▸ **ACTIVITY**
In the listing below, locate the line that contains "Spot the tree trunk" and the line that contains "Spot the wooden handrail". Restate word for word those two lines and every line between them, and nothing else.

______________________________

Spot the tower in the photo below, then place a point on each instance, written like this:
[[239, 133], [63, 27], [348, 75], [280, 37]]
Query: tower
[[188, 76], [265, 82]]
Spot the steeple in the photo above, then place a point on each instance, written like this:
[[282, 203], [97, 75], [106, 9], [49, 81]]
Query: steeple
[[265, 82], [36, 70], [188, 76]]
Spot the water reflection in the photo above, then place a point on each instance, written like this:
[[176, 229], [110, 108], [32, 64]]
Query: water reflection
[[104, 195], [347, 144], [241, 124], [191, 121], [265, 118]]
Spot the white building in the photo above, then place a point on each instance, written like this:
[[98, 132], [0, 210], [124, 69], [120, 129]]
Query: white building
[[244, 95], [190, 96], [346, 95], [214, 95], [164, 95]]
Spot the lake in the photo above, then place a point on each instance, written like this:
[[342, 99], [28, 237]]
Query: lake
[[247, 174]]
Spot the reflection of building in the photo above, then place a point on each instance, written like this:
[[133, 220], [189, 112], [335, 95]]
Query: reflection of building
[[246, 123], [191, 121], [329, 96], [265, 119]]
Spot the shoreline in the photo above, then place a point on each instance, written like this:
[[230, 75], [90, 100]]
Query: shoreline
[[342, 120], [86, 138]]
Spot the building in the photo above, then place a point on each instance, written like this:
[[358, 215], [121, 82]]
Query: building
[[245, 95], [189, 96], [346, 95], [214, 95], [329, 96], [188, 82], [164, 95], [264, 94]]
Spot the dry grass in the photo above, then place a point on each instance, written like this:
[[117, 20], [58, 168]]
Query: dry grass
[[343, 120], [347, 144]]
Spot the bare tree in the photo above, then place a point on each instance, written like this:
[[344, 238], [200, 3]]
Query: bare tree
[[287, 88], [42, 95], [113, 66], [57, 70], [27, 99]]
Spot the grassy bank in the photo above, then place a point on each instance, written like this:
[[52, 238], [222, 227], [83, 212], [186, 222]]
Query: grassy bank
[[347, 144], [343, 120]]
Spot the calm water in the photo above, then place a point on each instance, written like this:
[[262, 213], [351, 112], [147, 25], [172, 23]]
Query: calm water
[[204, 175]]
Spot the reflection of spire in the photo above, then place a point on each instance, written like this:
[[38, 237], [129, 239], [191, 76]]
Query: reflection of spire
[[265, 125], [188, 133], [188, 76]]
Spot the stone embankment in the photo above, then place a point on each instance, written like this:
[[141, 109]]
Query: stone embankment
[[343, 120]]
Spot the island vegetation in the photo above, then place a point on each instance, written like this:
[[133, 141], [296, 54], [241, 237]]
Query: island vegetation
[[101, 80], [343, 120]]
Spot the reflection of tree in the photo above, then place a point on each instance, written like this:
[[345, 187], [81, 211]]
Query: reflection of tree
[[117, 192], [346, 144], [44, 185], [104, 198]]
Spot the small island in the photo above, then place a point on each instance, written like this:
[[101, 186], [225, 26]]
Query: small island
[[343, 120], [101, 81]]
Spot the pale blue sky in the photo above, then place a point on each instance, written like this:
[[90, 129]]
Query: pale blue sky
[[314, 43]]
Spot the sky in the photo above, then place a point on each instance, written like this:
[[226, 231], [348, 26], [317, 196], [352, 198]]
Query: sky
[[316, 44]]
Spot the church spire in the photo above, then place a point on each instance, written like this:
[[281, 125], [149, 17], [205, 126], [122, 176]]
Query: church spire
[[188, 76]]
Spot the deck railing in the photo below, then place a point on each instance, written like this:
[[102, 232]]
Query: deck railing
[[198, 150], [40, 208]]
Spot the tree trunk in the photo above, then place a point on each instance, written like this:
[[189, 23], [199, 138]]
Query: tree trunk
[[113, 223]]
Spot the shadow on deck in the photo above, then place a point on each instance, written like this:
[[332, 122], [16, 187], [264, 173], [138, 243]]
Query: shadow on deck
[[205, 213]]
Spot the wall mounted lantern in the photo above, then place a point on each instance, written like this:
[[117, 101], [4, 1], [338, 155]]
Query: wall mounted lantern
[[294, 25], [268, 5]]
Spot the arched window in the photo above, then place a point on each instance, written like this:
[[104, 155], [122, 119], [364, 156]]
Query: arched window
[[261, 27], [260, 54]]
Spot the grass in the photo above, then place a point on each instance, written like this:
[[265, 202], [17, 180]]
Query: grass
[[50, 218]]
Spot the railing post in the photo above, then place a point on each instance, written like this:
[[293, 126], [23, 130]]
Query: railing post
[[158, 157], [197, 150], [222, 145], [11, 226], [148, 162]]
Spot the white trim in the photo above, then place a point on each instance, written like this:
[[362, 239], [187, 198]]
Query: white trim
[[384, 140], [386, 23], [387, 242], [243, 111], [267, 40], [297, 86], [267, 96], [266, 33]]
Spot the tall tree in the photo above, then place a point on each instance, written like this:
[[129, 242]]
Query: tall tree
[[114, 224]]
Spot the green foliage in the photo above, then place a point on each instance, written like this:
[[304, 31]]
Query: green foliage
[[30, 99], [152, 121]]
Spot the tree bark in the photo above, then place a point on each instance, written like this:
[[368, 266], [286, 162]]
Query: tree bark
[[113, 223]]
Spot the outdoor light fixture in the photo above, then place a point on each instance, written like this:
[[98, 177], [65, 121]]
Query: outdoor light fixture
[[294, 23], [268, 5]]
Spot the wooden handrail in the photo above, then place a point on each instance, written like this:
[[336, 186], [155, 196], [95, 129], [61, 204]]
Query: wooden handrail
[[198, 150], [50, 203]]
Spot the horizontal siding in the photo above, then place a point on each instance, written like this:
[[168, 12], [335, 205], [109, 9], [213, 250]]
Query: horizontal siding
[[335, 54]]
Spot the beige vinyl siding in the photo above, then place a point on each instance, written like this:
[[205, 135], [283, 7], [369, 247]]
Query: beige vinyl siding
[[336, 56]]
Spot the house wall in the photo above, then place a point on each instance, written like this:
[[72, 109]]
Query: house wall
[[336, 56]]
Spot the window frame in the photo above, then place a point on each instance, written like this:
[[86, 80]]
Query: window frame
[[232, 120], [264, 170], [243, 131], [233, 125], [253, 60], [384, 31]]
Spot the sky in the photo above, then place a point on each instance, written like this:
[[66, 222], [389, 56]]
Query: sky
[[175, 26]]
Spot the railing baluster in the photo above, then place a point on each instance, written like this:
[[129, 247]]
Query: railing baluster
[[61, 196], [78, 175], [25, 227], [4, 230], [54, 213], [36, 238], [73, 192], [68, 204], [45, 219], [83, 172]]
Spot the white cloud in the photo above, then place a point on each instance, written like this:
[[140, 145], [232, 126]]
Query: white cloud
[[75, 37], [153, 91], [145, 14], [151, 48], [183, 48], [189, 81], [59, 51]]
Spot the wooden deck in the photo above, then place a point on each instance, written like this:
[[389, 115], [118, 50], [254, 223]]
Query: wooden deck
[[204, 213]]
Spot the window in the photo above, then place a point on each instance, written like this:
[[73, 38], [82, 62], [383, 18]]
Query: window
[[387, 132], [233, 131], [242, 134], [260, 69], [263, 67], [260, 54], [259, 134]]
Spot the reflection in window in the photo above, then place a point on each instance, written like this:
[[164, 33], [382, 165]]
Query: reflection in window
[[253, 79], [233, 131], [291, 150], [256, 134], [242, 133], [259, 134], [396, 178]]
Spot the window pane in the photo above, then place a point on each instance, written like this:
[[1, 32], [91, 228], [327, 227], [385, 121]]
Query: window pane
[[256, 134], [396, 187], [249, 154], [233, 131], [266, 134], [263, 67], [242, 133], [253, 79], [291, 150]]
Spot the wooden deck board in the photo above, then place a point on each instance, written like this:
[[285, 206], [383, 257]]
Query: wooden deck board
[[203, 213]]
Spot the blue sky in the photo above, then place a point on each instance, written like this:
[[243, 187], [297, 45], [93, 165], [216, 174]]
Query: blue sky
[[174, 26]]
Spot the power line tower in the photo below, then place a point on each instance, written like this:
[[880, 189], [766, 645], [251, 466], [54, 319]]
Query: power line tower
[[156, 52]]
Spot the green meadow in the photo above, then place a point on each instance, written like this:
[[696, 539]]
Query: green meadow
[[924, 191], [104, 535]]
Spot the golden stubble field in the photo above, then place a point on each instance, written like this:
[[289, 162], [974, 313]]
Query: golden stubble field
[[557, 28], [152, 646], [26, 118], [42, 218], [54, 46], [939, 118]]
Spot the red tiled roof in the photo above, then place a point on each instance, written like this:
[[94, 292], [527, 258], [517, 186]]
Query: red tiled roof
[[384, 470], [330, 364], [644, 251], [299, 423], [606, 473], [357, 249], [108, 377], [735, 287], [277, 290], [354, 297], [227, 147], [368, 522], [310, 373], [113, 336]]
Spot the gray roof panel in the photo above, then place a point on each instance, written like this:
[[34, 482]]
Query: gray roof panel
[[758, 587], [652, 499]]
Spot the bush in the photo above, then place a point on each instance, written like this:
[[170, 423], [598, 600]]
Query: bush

______________________________

▸ **OUTPUT OF THE EXERCISE**
Spot the tree trunk in the photo above, then place a point on each instance, written like this:
[[189, 23], [199, 138]]
Query: tree trunk
[[113, 223]]
Spot the shadow on deck in the photo above, then place a point on each instance, written like this:
[[332, 122], [16, 187], [264, 173], [138, 243]]
Query: shadow on deck
[[205, 213]]
Spot the wall mounted lantern in the photo above, then place a point on each instance, written like this:
[[117, 101], [4, 1], [338, 155]]
Query: wall mounted lantern
[[294, 25], [268, 5]]
Spot the arched window in the photo above, then place a point on each instance, written like this:
[[104, 155], [122, 119], [364, 156]]
Query: arched window
[[261, 27], [260, 54]]
Spot the grass in the photo above, then place a point on each instance, written like this:
[[265, 202], [17, 180]]
Query: grass
[[50, 218]]
Spot the railing post in the photo above, then place a point on each instance, written like this:
[[293, 126], [23, 130]]
Query: railing post
[[158, 157], [197, 150], [222, 145], [11, 226], [148, 162]]
Spot the white trim in the photo above, then place a point on each instance, written like this:
[[362, 239], [187, 198]]
Query: white trim
[[384, 140], [386, 23], [387, 242], [243, 111], [267, 40], [297, 86], [267, 96], [266, 33]]
Spot the tall tree in the photo above, then place a point on each instance, written like this:
[[129, 242]]
Query: tall tree
[[114, 224]]
Spot the green foliage in the photo above, then place a point on each instance, written like this:
[[304, 31]]
Query: green foliage
[[30, 99], [152, 121]]
Spot the tree bark in the photo above, then place a point on each instance, written like this:
[[368, 266], [286, 162]]
Query: tree bark
[[113, 223]]
Spot the outdoor light fixture in the photo above, then place a point on each instance, written like this:
[[98, 177], [65, 121]]
Query: outdoor light fixture
[[294, 23], [268, 5]]
Spot the wooden handrail in the photo above, then place a point on each instance, written like this:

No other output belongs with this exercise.